Location labeling entries:
═══
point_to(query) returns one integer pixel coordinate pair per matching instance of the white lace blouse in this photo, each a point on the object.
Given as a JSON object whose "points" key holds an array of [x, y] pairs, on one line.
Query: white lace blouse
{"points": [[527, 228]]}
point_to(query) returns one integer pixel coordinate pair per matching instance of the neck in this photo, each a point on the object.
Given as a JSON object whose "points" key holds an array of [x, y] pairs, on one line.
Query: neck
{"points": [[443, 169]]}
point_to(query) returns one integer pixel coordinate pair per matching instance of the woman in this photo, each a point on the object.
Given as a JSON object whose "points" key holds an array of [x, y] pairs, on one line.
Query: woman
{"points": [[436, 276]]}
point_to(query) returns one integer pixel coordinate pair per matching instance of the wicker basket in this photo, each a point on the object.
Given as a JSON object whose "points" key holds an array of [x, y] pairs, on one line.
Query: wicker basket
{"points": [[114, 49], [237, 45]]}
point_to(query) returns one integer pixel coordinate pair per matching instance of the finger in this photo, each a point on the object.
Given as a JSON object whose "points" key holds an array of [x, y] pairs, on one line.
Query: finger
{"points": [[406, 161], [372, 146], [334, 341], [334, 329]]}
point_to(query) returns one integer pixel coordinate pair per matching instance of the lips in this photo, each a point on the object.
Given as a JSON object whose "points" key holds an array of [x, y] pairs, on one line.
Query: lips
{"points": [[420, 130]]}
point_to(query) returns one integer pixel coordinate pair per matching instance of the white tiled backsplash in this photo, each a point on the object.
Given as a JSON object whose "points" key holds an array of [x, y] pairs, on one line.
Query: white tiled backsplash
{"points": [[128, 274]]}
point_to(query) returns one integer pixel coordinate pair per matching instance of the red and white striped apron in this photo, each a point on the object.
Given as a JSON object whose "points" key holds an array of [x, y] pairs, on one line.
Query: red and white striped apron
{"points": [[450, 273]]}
═══
**Work to complete**
Lay out the entries above as a CSV with the header columns input and output and one row for each entry. Put each entry's text and its answer in a single quoted field apiece, with line breaks changed to spaces.

**Solution below**
input,output
"point_to(query) returns one integer pixel coordinate pair per matching instance of the white lace blouse in this photo, each a point on the object. Given as a JSON object whose ""points"" key holds an array of [x, y] pairs, on one line. Query: white lace blouse","{""points"": [[527, 228]]}"
"point_to(query) returns one integer pixel coordinate pair per matching instance of the neck in this photo, each a point on the object. Given as a JSON object whose ""points"" key holds an array of [x, y] pairs, on one line. Query: neck","{""points"": [[443, 169]]}"
"point_to(query) returns one integer pixel coordinate pair per matching instance of the woman in this photo, each a point on the object. Given as a JSON object whose ""points"" key holds an array of [x, y] pairs, on one line. Query: woman","{""points"": [[436, 276]]}"
"point_to(query) returns one integer pixel coordinate pair per matching instance of the wicker basket in this photo, each a point on the object. Given as a JSON object whose ""points"" key holds an array of [x, y] pairs, on one line. Query: wicker basket","{""points"": [[114, 49], [237, 45]]}"
"point_to(query) returns one integer pixel coordinate pair per matching instance of the finger in this photo, each a point on the object. Given as a JSON object whose ""points"" key holds an array of [x, y] pairs, on one line. Query: finger","{""points"": [[406, 161], [372, 146], [334, 341], [334, 329]]}"
"point_to(query) returns one integer pixel coordinate pair per matching instance of the lips in this photo, each a point on the object. Given as a JSON object whose ""points"" key holds an array of [x, y] pairs, on one line. Query: lips","{""points"": [[420, 130]]}"
"point_to(query) returns one integer pixel coordinate pair per matching instance of the white tiled backsplash in this photo, each a point on the object. Given as a JSON object whose ""points"" key holds an array of [x, y] pairs, on one line. Query: white tiled backsplash","{""points"": [[128, 274]]}"
"point_to(query) returns one integer pixel coordinate pair per matching instance of the red and white striped apron in this photo, each a point on the object. Given as a JSON object whose ""points"" key holds an array of [x, y] pairs, on one line. Query: red and white striped apron","{""points"": [[450, 273]]}"